#### 练习任务 1:
请逐字照抄下面数据条目摘录中的全部条目。

#### 阅读材料:
==================================================

【代码复现】CMU-Net进行语义分割

文章目录

  • 1. main.py
    • 1.1. 参数声明
    • 1.2. 配置参数以及模型相关
      • 1.2.1. 获取配置参数,打印输出,选择损失函数
      • 1.2.2. 模型声明,相关参数、优化器、学习策略的选择
    • 1.3. 数据集相关
      • 1.3.1. 读取数据集
      • 1.3.2. 数据增强方法
      • 1.3.2. 创建 “数据集对象”
      • 1.3.3. DataLoader()
    • 1.4. 训练epoch
      • 1.4.1. solver.py-模型训练脚本
  • 2. 模型CMUNet.py
    • 2.1. Multi-Scale Attention Gate模块
    • 2.2. ConvMixerBlock模块


摘要:CMU-Net属于多尺度语义分割,原论文用的数据集是超声图像。这里使用IDRiD数据集对硬渗出物进行分割。

1. main.py

1.1. 参数声明

这里没啥要说的,了解一下具体参数就行

def parse_args():
    parser = argparse.ArgumentParser()

    parser.add_argument('--name', default='CMUnet',
                        help='model name')
    parser.add_argument('--epochs', default=300, type=int, metavar='N',
                        help='number of total epochs to run')
    parser.add_argument('-b', '--batch_size', default=8, type=int,
                        metavar='N', help='mini-batch size (default: 8)')
    # model
    parser.add_argument('--deep_supervision', default=False, type=str2bool)  #########
    parser.add_argument('--input_channels', default=3, type=int,
                        help='input channels')
    parser.add_argument('--num_classes', default=1, type=int,
                        help='number of classes')
    parser.add_argument('--input_w', default=256, type=int,
                        help='image width')
    parser.add_argument('--input_h', default=256, type=int,
                        help='image height')
    # loss
    parser.add_argument('--loss', default='BCEDiceLoss',
                        choices=LOSS_NAMES)
    # dataset
    parser.add_argument('--dataset', default='IDRiD',
                        help='dataset name')
    parser.add_argument('--img_ext', default='.png',
                        help='image file extension')
    parser.add_argument('--mask_ext', default='.png',
                        help='mask file extension')

==================================================

#### 数据条目摘录:
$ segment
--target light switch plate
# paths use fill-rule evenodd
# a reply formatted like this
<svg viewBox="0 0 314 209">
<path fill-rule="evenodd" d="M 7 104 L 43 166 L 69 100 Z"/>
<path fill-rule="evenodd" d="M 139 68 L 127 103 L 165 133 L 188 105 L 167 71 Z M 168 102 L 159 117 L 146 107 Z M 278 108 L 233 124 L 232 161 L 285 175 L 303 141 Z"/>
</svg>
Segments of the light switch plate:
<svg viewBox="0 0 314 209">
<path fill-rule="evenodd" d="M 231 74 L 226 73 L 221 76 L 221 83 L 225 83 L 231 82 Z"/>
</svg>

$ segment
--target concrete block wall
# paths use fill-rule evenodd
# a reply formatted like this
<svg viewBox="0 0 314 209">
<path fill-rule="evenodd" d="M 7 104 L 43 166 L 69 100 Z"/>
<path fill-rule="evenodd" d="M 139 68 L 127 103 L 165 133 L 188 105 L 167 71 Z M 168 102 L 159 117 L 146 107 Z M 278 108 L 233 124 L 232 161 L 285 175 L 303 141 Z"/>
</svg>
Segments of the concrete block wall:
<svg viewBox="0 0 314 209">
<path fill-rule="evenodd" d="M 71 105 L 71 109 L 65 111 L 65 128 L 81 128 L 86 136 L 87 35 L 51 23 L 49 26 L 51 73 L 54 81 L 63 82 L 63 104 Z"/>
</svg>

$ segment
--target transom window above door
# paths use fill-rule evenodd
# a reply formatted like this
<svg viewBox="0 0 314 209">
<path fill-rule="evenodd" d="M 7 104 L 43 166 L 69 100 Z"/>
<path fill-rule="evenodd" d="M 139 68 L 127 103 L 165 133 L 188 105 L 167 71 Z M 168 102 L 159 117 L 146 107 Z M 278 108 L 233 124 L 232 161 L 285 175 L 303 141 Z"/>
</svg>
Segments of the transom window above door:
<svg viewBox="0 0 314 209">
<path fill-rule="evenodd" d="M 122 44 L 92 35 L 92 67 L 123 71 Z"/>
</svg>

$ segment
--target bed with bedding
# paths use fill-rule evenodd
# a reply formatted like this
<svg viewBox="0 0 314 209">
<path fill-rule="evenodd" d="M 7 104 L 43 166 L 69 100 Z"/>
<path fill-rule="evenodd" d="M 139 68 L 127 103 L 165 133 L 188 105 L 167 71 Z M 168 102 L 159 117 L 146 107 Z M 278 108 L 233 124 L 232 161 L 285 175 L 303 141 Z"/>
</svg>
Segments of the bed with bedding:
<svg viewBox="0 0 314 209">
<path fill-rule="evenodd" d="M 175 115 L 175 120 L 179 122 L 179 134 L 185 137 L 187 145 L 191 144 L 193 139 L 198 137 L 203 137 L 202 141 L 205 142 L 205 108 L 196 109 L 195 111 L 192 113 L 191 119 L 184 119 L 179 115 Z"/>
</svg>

==================================================

#### 练习任务 2:
请把阅读材料中以"摘要:CMU-Net属于"开头的那段话改写得更简短,并保留其主要事实。

#### 参考答案 1:
$ segment
--target light switch plate
# paths use fill-rule evenodd
# a reply formatted like this
<svg viewBox="0 0 314 209">
<path fill-rule="evenodd" d="M 7 104 L 43 166 L 69 100 Z"/>
<path fill-rule="evenodd" d="M 139 68 L 127 103 L 165 133 L 188 105 L 167 71 Z M 168 102 L 159 117 L 146 107 Z M 278 108 L 233 124 L 232 161 L 285 175 L 303 141 Z"/>
</svg>
Segments of the light switch plate:
<svg viewBox="0 0 314 209">
<path fill-rule="evenodd" d="M 231 74 L 226 73 L 221 76 L 221 83 L 225 83 L 231 82 Z"/>
</svg>

$ segment
--target concrete block wall
# paths use fill-rule evenodd
# a reply formatted like this
<svg viewBox="0 0 314 209">
<path fill-rule="evenodd" d="M 7 104 L 43 166 L 69 100 Z"/>
<path fill-rule="evenodd" d="M 139 68 L 127 103 L 165 133 L 188 105 L 167 71 Z M 168 102 L 159 117 L 146 107 Z M 278 108 L 233 124 L 232 161 L 285 175 L 303 141 Z"/>
</svg>
Segments of the concrete block wall:
<svg viewBox="0 0 314 209">
<path fill-rule="evenodd" d="M 71 105 L 71 109 L 65 111 L 65 128 L 81 128 L 86 136 L 87 35 L 51 23 L 49 26 L 51 73 L 54 81 L 63 82 L 63 104 Z"/>
</svg>

$ segment
--target transom window above door
# paths use fill-rule evenodd
# a reply formatted like this
<svg viewBox="0 0 314 209">
<path fill-rule="evenodd" d="M 7 104 L 43 166 L 69 100 Z"/>
<path fill-rule="evenodd" d="M 139 68 L 127 103 L 165 133 L 188 105 L 167 71 Z M 168 102 L 159 117 L 146 107 Z M 278 108 L 233 124 L 232 161 L 285 175 L 303 141 Z"/>
</svg>
Segments of the transom window above door:
<svg viewBox="0 0 314 209">
<path fill-rule="evenodd" d="M 122 44 L 92 35 L 92 67 L 123 71 Z"/>
</svg>

$ segment
--target bed with bedding
# paths use fill-rule evenodd
# a reply formatted like this
<svg viewBox="0 0 314 209">
<path fill-rule="evenodd" d="M 7 104 L 43 166 L 69 100 Z"/>
<path fill-rule="evenodd" d="M 139 68 L 127 103 L 165 133 L 188 105 L 167 71 Z M 168 102 L 159 117 L 146 107 Z M 278 108 L 233 124 L 232 161 L 285 175 L 303 141 Z"/>
</svg>
Segments of the bed with bedding:
<svg viewBox="0 0 314 209">
<path fill-rule="evenodd" d="M 175 115 L 175 120 L 179 122 L 179 134 L 185 137 L 187 145 L 191 144 L 193 139 L 198 137 L 203 137 L 202 141 L 205 142 L 205 108 L 196 109 L 195 111 L 192 113 L 191 119 L 184 119 L 179 115 Z"/>
</svg>

#### 参考答案 2:
CMU-Net为多尺度语义分割,原论文用超声图像;这里改用IDRiD数据集分割硬渗出物。